PROVIDED MATERIAL —
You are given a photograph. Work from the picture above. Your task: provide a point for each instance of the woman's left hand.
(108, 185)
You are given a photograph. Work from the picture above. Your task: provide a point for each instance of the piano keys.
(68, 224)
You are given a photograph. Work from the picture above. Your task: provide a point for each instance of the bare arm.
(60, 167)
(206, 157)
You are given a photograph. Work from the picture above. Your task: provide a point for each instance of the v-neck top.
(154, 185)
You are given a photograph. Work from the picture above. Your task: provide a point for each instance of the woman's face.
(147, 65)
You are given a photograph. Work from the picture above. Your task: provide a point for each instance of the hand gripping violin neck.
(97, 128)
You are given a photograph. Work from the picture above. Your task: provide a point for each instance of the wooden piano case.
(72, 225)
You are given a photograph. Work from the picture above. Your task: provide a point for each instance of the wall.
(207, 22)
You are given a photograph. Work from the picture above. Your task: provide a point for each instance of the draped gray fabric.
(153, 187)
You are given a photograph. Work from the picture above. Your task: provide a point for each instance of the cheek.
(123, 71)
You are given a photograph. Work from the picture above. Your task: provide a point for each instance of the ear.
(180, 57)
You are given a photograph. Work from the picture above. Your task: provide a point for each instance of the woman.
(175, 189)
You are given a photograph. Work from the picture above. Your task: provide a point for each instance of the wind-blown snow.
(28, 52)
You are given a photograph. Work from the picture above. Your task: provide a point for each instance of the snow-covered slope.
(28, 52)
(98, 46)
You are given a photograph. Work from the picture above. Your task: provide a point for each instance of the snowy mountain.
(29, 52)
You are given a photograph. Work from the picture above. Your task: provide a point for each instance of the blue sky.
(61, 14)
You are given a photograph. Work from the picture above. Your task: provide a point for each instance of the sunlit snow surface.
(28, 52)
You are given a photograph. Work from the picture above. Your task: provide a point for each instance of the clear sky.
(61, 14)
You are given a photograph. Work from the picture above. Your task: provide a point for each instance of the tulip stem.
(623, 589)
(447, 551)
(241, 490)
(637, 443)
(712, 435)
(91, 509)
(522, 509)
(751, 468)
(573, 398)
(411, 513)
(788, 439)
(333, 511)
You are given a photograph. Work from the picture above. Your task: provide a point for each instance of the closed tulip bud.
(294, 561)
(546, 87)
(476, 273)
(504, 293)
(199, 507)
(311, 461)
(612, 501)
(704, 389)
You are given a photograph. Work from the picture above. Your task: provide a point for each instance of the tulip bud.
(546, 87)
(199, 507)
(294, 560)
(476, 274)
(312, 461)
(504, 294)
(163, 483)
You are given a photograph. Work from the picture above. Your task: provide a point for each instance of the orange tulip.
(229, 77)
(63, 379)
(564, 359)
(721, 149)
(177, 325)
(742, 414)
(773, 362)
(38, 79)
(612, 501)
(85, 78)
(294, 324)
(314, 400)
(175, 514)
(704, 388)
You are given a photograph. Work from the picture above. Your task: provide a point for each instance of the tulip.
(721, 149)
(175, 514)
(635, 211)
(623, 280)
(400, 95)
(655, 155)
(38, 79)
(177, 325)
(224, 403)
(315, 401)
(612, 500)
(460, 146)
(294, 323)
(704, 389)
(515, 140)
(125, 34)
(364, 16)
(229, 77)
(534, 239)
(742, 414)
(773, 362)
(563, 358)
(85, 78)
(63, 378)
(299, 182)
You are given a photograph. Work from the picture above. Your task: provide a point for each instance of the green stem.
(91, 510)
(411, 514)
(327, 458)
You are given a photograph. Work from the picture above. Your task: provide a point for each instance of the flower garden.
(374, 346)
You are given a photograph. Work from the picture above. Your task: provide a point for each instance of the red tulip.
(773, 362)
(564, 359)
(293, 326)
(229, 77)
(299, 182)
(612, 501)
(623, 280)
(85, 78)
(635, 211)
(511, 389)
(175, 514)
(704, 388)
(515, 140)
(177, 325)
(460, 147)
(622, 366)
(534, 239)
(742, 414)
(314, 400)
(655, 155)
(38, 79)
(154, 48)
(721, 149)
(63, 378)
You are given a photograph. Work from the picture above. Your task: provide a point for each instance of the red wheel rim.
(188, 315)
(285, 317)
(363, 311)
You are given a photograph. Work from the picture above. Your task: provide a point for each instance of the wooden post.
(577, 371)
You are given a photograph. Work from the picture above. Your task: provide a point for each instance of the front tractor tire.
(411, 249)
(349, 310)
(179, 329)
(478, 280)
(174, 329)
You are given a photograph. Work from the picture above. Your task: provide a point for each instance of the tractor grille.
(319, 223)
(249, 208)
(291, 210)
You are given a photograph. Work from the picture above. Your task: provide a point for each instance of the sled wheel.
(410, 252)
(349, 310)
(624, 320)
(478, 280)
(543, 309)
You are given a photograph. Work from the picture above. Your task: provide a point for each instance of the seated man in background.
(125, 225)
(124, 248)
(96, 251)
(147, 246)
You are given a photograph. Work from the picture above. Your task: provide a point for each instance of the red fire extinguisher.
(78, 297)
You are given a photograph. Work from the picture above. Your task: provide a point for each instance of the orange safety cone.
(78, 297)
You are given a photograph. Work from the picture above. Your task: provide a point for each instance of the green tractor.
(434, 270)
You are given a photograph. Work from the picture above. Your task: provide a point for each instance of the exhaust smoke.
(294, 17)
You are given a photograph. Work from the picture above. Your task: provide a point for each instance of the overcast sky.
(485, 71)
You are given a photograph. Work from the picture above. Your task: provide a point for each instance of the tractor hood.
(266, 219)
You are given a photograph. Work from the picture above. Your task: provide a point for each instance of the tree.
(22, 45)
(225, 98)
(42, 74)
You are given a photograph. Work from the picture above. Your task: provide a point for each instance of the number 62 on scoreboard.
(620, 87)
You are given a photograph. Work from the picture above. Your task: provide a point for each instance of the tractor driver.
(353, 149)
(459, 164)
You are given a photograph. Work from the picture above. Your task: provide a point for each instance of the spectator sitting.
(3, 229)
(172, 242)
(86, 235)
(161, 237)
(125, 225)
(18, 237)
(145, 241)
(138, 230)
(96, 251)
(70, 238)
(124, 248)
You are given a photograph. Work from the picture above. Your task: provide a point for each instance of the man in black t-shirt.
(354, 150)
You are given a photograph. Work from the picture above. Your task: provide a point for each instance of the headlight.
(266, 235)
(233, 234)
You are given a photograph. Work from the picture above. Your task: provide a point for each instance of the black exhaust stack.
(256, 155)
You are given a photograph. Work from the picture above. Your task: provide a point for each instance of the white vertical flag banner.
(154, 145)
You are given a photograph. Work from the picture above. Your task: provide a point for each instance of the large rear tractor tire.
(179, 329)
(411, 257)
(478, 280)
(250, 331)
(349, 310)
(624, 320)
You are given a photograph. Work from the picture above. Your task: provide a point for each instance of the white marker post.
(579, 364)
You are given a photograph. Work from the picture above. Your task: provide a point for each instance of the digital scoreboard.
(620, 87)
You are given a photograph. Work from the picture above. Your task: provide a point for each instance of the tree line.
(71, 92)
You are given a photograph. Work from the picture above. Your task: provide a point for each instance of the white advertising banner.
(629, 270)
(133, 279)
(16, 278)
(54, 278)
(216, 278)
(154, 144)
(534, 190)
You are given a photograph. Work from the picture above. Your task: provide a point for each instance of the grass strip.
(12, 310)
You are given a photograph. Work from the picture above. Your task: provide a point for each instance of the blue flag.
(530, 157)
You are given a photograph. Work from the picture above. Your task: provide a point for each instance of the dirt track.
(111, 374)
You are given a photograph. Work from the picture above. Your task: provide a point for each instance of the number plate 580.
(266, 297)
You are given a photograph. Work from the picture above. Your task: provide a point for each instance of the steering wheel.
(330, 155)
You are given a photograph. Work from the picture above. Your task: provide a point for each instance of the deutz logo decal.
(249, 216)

WORK TASK —
Please reproduce the listing word for word, but only from the line that contains "white advertising banner." to its last line, inclusive.

EXPECTED ANSWER —
You are given a photograph. Work from the picture above. Your task: provide a point for each instance of the white advertising banner.
(629, 270)
(133, 279)
(16, 278)
(54, 278)
(216, 278)
(154, 144)
(534, 190)
You are given a photograph. Work from the picture above. Your task: provide a point for each instance of the grass strip.
(12, 310)
You are given a photograph. Work from the picture above. Your task: provide a point for each instance of the blue flag.
(530, 157)
You are given a photograph. Work from the picture above. Your task: provide a point for each instance of the dirt track.
(111, 374)
You are given a photograph. Work from the picture above. Your task: provide a point for each instance of the number plate 580.
(266, 297)
You are given a photograph. Work from the picture above. Your task: provide a point for each instance of the steering wheel.
(330, 155)
You are given a photograph. Work from the picture above. Your task: provide a point for each instance of the deutz logo decal.
(249, 216)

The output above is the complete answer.